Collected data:

►

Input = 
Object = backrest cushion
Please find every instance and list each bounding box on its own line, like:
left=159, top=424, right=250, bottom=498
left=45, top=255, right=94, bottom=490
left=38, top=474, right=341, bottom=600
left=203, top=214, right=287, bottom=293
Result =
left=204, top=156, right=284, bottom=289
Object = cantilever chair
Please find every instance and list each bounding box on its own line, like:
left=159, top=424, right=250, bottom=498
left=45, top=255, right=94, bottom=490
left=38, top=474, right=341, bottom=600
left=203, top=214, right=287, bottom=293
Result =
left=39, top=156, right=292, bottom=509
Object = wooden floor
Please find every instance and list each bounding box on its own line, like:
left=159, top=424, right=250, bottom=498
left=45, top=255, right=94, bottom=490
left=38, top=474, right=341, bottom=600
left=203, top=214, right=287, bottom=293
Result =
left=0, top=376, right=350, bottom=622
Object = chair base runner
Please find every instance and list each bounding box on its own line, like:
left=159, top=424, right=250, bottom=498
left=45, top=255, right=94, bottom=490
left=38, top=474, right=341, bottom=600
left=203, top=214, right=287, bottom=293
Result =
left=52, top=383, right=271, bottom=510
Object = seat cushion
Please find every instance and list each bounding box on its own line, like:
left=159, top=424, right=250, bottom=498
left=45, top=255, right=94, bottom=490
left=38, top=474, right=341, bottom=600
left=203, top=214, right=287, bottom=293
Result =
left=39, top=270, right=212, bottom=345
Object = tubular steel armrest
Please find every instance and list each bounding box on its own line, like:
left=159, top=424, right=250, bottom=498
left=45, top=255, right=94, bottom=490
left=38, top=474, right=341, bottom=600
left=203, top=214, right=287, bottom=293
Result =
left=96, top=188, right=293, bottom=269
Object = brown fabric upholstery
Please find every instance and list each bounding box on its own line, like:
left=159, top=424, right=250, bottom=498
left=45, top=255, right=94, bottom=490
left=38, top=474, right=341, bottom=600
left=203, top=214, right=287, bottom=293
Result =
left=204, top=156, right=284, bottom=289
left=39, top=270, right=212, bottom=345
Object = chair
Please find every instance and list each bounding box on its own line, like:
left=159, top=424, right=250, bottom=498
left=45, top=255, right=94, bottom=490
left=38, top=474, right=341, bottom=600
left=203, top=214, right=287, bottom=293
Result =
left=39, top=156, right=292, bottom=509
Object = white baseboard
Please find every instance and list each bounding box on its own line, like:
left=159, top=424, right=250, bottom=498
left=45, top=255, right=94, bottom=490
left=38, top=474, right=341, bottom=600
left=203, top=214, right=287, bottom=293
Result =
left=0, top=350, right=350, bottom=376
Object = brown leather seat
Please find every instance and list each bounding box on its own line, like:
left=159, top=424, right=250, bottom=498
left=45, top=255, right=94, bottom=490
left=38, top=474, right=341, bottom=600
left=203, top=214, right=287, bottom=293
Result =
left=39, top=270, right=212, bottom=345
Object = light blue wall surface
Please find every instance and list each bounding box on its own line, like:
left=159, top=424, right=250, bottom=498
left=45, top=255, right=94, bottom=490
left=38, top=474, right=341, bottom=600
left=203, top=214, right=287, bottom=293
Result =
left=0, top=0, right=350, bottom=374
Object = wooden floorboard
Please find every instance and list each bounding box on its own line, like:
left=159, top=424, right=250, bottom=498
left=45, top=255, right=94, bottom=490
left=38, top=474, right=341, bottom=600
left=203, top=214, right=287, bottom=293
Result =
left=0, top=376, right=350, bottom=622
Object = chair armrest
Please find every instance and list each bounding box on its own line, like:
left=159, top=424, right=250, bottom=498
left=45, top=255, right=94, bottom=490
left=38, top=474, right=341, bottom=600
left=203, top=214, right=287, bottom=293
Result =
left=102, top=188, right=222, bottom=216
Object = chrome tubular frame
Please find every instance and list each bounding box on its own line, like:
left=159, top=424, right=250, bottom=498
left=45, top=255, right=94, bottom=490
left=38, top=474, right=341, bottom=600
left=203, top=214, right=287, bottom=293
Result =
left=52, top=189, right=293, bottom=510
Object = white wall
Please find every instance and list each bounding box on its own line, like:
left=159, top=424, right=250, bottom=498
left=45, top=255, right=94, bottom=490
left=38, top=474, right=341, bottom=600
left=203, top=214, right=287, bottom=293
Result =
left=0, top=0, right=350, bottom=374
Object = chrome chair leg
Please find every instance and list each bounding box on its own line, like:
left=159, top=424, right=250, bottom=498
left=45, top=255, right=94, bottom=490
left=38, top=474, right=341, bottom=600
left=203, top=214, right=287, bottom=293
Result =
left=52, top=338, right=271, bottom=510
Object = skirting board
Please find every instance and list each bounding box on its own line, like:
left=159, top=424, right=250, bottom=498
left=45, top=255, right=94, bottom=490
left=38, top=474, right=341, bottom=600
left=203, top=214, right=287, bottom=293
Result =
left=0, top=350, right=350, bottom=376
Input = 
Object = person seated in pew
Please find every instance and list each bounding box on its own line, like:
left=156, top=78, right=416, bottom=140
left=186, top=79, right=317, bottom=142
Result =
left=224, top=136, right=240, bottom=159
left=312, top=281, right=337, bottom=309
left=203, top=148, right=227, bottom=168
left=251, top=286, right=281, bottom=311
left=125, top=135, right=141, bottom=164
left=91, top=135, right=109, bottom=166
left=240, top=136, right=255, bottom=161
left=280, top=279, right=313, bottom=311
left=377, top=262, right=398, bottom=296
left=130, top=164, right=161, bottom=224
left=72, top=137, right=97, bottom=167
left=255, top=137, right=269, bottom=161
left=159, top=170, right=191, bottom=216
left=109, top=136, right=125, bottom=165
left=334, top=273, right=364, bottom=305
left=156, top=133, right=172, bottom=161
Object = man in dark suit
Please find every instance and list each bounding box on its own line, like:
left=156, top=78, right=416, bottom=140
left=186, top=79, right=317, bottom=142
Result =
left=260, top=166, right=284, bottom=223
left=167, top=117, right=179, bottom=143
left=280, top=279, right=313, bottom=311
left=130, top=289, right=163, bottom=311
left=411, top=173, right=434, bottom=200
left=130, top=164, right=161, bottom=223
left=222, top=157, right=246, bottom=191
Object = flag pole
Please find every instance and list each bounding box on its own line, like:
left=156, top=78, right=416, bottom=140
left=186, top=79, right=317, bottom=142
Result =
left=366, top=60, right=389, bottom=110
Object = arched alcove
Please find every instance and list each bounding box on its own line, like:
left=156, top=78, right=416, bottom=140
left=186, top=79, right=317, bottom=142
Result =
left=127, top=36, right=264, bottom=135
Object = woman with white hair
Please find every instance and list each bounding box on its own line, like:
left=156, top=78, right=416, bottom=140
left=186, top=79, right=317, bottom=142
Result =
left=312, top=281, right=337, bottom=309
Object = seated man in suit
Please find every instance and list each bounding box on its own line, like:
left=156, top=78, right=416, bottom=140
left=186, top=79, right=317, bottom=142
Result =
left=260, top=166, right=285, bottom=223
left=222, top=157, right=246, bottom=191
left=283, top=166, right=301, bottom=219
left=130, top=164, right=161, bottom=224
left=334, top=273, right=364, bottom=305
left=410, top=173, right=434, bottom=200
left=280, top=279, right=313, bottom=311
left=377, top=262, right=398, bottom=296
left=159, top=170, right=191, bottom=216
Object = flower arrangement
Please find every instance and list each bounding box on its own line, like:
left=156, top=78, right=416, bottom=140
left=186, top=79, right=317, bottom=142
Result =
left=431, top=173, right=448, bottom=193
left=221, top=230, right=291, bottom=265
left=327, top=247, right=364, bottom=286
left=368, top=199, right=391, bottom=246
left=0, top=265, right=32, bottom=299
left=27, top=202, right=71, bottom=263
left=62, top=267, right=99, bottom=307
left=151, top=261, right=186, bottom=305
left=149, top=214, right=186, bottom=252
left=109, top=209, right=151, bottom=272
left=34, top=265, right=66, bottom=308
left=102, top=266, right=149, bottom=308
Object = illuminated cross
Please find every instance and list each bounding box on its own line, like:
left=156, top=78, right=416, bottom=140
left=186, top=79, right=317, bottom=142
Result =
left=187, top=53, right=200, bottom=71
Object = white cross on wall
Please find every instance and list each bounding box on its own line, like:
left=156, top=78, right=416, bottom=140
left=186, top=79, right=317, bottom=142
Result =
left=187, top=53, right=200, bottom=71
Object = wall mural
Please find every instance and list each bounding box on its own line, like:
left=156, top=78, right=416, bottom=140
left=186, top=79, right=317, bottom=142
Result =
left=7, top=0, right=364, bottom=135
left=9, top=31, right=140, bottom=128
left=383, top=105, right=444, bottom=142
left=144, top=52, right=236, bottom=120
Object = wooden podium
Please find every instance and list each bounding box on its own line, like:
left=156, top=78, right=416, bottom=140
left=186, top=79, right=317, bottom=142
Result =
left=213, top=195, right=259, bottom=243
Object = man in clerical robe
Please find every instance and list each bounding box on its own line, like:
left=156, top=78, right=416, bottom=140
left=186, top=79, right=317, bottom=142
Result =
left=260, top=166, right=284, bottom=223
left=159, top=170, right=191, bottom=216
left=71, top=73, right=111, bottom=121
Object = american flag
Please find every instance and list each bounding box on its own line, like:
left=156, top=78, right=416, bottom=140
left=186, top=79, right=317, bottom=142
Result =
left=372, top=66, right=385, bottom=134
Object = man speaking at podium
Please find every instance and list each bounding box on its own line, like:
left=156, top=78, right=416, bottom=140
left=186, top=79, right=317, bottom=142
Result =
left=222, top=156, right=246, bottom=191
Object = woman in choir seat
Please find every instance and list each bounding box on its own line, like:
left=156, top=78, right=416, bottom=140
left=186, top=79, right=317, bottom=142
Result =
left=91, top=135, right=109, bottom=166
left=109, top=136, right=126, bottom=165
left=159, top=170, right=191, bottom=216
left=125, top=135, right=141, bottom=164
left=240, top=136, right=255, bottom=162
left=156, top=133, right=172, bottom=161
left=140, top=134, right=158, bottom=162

◄

_Directions for this task_:
Copy the lines of the items above verbatim, starting at the line that contains "Object = tubular steel armrest" and ending at the line that contains "left=96, top=188, right=293, bottom=269", both included.

_Task solution_:
Object = tubular steel armrest
Please find every instance and list each bounding box on its own line, like:
left=159, top=424, right=250, bottom=498
left=45, top=255, right=94, bottom=490
left=38, top=474, right=341, bottom=600
left=203, top=214, right=287, bottom=293
Result =
left=96, top=188, right=293, bottom=269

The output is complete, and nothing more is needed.